Table A6 results show how SFR consistently outperforms the GP subset method, with both lower and higher numbers  $M$  of inducing points. This shows that our dual parameterization better captures the information from all training data.

#### D.1.4 OUT-OF-DISTRIBUTION DETECTION EXPERIMENTS

In Sec. 5.1 we evaluated SFR’s OOD detection. In all experiments, we tuned the prior precision *post hoc*. Fig. A6 provides further OOD detection results when training on CIFAR-10 and using SVHN (Netzer et al., 2011) as the OOD data set.

#### D.2 CONTINUAL LEARNING EXPERIMENT DETAILS

In Sec. 5.2 in the main paper, we showed how the regularizer described in Sec. 4 can be used in CL to retain a compact representation of the NN. We conducted our experiments on three common CL data sets (De Lange et al., 2021; Pan et al., 2020; Rudner et al., 2022):

- • Split-MNIST (S-MNIST), that consists of five binary classification tasks, each on a pair of MNIST classes, *i.e.*, 0 and 1, 2 and 3, ..., 8 and 9.
- • Split-FashionMNIST (S-FMNIST), composed of five binary classification tasks, similar to S-MNIST, but using Fashion-MNIST.
- • Permuted-MNIST (P-MNIST), that consists of ten tasks, where each one is a ten-way classification task on the entire MNIST data set, where the images’ pixels are randomly permuted.

Following Pan et al. (2020); Rudner et al. (2022), we used a two-layer MLP with 256 hidden units and ReLU activations for S-MNIST/S-FMNIST and a two-layer MLP with 100 hidden units and ReLU activations for P-MNIST, to ensure consistency with the other methods. In our experiments we only consider the single-head (SH) setting. This means that for S-MNIST and S-FMNIST, we are dealing with a *Class-Incremental Learning* (CIL) scenario, where for each task a pair of disjoint classes are presented to the model. The P-MNIST experiments fall into the *Domain-Incremental Learning* (DIL) setting, where the model deals with a data-distribution shift, by progressively observing tasks with different permutations of the image pixels that need to be classified into ten different classes.
•••
=== WHAT THIS EXERCISE ASKS ===
A – List every cited work in the appendix excerpt, giving each one's authors and year.
B – Reproduce word for word the part of the appendix excerpt that opens with the words containing "In Sec. 5.2" and closes with "are randomly permuted.".

=== SUPPLIED MATERIAL ===
•••
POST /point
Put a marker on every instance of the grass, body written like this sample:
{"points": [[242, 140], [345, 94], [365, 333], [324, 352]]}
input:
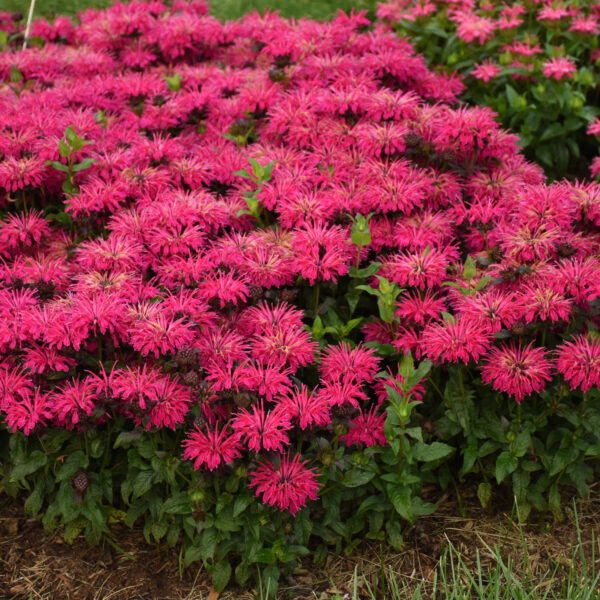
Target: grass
{"points": [[573, 579], [223, 9]]}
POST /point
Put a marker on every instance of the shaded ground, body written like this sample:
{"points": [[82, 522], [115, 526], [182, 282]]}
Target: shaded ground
{"points": [[34, 565]]}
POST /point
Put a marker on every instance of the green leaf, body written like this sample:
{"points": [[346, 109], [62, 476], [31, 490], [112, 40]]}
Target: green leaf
{"points": [[265, 555], [192, 554], [369, 289], [552, 131], [179, 504], [34, 501], [126, 437], [57, 165], [400, 497], [72, 464], [64, 149], [241, 503], [469, 270], [86, 163], [35, 461], [174, 82], [484, 493], [221, 575], [506, 463], [357, 477], [365, 271], [73, 529], [511, 94], [142, 483], [431, 452]]}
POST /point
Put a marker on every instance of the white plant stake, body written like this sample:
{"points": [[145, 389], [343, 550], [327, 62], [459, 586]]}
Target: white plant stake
{"points": [[28, 27]]}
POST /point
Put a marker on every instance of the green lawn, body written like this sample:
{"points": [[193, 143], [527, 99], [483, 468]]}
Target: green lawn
{"points": [[223, 9]]}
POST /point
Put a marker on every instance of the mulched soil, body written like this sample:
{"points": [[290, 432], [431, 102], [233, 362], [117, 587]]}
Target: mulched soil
{"points": [[37, 566]]}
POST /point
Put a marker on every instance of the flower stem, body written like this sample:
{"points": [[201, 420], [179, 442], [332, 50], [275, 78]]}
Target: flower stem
{"points": [[316, 293]]}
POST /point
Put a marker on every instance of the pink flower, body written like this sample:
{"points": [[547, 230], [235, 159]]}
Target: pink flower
{"points": [[366, 430], [344, 363], [423, 269], [309, 408], [516, 370], [73, 400], [212, 448], [471, 27], [486, 71], [455, 340], [594, 128], [559, 67], [263, 428], [28, 411], [579, 362], [322, 252], [287, 486]]}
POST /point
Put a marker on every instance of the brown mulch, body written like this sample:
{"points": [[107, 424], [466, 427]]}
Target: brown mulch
{"points": [[37, 566]]}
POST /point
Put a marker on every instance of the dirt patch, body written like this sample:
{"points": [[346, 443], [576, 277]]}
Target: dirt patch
{"points": [[37, 566]]}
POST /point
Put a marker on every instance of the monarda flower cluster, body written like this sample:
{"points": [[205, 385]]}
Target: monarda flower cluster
{"points": [[150, 292]]}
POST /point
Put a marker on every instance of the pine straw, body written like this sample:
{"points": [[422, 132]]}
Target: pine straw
{"points": [[42, 567]]}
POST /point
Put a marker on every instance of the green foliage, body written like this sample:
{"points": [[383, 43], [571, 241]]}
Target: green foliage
{"points": [[551, 117], [68, 148]]}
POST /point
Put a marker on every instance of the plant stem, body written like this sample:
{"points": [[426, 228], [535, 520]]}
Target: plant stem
{"points": [[316, 292]]}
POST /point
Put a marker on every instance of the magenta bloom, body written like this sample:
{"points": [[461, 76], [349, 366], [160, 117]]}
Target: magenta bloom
{"points": [[486, 71], [559, 67], [366, 430], [263, 428], [322, 252], [309, 408], [343, 363], [458, 340], [516, 370], [287, 486], [212, 448], [579, 362]]}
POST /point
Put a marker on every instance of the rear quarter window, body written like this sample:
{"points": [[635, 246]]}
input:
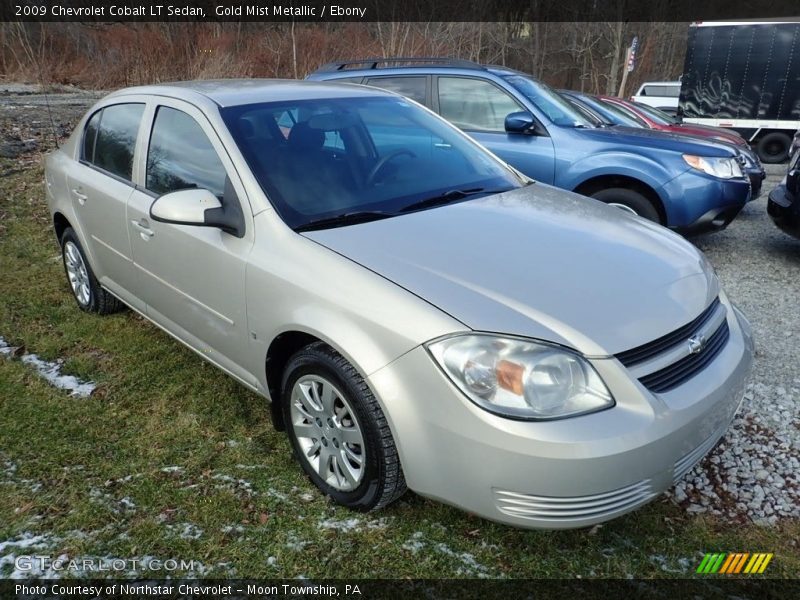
•••
=== THE RESPONSES ===
A –
Netzer et al., 2011
De Lange et al., 2021
Pan et al., 2020
Rudner et al., 2022

B –
In Sec. 5.2 in the main paper, we showed how the regularizer described in Sec. 4 can be used in CL to retain a compact representation of the NN. We conducted our experiments on three common CL data sets (De Lange et al., 2021; Pan et al., 2020; Rudner et al., 2022):

- • Split-MNIST (S-MNIST), that consists of five binary classification tasks, each on a pair of MNIST classes, *i.e.*, 0 and 1, 2 and 3, ..., 8 and 9.
- • Split-FashionMNIST (S-FMNIST), composed of five binary classification tasks, similar to S-MNIST, but using Fashion-MNIST.
- • Permuted-MNIST (P-MNIST), that consists of ten tasks, where each one is a ten-way classification task on the entire MNIST data set, where the images’ pixels are randomly permuted.